- [Work task] Repeat nothing but the lines below running from the one containing "Task: locate the green foliage." to the one containing "Task: locate the grassy hillside.". Keep both end lines.

_ _ _

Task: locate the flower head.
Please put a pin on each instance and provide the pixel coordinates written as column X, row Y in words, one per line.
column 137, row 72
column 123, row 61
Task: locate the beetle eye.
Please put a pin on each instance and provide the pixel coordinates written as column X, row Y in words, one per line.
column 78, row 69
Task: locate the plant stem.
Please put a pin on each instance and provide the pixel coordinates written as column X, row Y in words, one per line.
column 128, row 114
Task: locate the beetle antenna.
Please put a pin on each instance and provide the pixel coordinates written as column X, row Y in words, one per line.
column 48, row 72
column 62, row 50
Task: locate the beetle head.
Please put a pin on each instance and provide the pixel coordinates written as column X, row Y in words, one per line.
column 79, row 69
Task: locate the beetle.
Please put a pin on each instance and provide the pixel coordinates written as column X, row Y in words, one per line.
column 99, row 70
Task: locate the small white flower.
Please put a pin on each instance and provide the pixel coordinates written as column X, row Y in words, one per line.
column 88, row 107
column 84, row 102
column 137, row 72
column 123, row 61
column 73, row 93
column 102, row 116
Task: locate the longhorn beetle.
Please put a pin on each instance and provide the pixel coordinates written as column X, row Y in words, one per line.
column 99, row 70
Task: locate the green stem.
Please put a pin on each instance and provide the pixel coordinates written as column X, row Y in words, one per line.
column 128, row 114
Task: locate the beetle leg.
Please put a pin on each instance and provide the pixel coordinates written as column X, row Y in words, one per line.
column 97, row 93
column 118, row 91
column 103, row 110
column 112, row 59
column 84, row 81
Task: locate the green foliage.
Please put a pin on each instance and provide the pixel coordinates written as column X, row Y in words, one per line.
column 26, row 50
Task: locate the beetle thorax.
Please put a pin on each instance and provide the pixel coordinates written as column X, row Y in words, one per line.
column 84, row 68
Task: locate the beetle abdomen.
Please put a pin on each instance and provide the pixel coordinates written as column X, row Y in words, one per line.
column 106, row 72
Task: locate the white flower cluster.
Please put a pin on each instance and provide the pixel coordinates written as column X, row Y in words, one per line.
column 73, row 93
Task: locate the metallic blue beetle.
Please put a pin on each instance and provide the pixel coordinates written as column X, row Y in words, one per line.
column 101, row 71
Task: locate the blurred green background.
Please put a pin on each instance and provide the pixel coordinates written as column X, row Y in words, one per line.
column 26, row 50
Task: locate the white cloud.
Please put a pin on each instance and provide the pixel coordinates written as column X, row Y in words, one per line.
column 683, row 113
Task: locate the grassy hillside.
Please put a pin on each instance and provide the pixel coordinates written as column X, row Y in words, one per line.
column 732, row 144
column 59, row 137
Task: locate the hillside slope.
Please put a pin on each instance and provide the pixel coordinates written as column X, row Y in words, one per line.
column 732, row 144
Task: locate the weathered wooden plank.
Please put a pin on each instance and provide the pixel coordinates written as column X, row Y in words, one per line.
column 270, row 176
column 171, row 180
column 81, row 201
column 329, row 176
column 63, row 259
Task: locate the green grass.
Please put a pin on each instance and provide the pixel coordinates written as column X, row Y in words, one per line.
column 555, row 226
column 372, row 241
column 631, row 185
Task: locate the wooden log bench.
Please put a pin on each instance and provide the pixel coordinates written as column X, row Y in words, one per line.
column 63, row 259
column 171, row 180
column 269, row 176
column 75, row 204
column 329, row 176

_ _ _

- [Exercise solution]
Task: locate the green foliage.
Please put a pin on each instance and provide the pixel coordinates written as column X, row Y in words, one per line.
column 26, row 50
Task: locate the beetle thorax.
Please put a pin on each instance and provide the pixel coordinates written as column X, row Y in words, one per line.
column 84, row 68
Task: locate the beetle abdomen.
Please put a pin on each instance and provide the pixel coordinates written as column X, row Y in words, one per line.
column 106, row 72
Task: locate the white flower cluster.
Please put a pin on each instance and provide the pixel coordinates written as column X, row Y in words, one per line.
column 73, row 93
Task: locate the metallic blue beetle.
Please put a pin on each instance and provide the pixel coordinates written as column X, row Y in words, one per line.
column 101, row 71
Task: locate the blurred green background.
Please put a pin on each instance and provide the pixel coordinates written as column X, row Y in words, one per line.
column 26, row 50
Task: locate the white cloud.
Please put a pin on each instance and provide the pixel coordinates written as column X, row Y in words, one per line.
column 683, row 113
Task: locate the grassy hillside.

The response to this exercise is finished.